Reading passage:
************
FIG. 3 is a graph showing an example of azimuth angle dependence of the relative sensitivity in the parallel reception. Curves 21, 22, and 23 in FIG. 3 indicate relative sensitivities in transmission-reception with respect to different directions of the reception directivities with respect to a transmission beam, respectively. The curve 21 indicates the relative sensitivity in transmission-reception in the case where the direction of the transmission directivity and the direction of the reception directivity coincide with each other. The curve 22 indicates the relative sensitivity in transmission-reception in the case where the direction of the reception directivity is deviated by 1° from the direction of the transmission directivity due to the parallel reception, which causes the direction of the transmission-reception directivity to deviate by 0.5°. The curve 23 indicates the relative sensitivity in the case where the direction of the reception directivity is deviated by 2° from the direction of the transmission directivity due to the parallel reception, which causes the direction of the transmission-reception directivity to deviate by 1°. In other words, the curves 22 and 23 indicate the sensitivities in the case where the direction of the transmission directivity and the direction of the reception directivity do not coincide with each other. Besides, it shows that as the deviation of the direction of the reception directivity from the direction of the transmission directivity increases, the relative sensitivity decreases.

FIG. 4A is a graph showing an example of the relative sensitivity in the case where the deflection angle of the transmission beam is 0°, and FIG. 4B is a graph showing an example of the relative sensitivity in the case where a deflection angle of the transmission beam is 30°. FIG. 5A is a view showing angles formed between directions of directivities in the parallel reception. FIG. 5B is a view showing differences between deflection angles of transmission beams. T(m) indicates a direction of a directivity of a transmission beam that is not deflected, while L1(m) to L4(m) indicate directions of directivities in the parallel reception corresponding to the direction T(m) of the directivity of the transmission beam. T(n) indicates a direction of a directivity of a transmission beam that is deflected, while L1(n) to L4(n) indicate directions of directivities in the parallel reception corresponding to the direction T(n).

Operations of a reception front end of the ultrasonic diagnostic apparatus configured as described above are described below, with reference to FIGS. 1 to 5B.

First, a transmission ultrasonic pulse is transmitted from the transducers (X) for transmission in the sub-arrays (SA) 2 to a region of interest. Reception signals from the transducers (R) for reception in the sub-arrays (SA) 2 are phased with one another by the intra-group processors (IP) 3. Outputs of the intra-group processors (IP) 3 corresponding to the sub-arrays (SA) 2 aligned in the first direction are fed in a batch to a corresponding one of the first-direction delay addition circuits 4 to 7.
************
Information:
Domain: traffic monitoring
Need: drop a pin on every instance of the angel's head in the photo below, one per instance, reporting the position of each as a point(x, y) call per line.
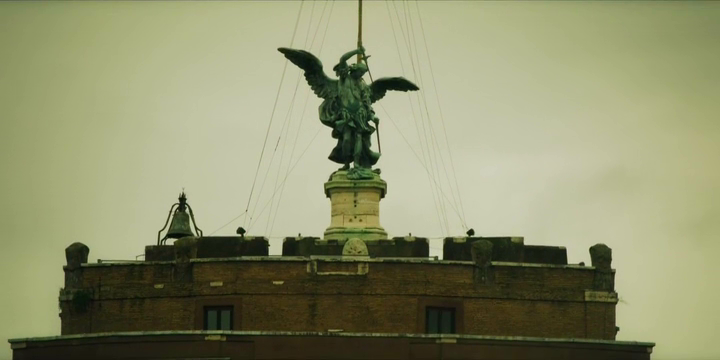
point(357, 71)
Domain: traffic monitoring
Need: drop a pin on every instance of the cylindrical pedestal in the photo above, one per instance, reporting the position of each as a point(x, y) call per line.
point(355, 208)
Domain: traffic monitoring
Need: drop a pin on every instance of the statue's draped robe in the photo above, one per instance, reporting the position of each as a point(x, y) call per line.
point(350, 111)
point(347, 107)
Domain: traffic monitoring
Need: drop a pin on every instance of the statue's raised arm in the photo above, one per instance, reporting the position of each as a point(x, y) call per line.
point(323, 86)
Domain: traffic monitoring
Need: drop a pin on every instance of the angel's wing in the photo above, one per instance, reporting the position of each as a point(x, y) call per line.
************
In the passage on parallel reception, what causes the reception directivity to deviate from the transmission directivity for curves 22 and 23, and what does that deviation do to the transmission-reception directivity? Answer in one to three sentences.

Finished exercise: The deviation is due to the parallel reception, which shifts the reception directivity by 1° for curve 22 and by 2° for curve 23. These shifts cause the transmission-reception directivity to deviate by 0.5° and 1°, respectively.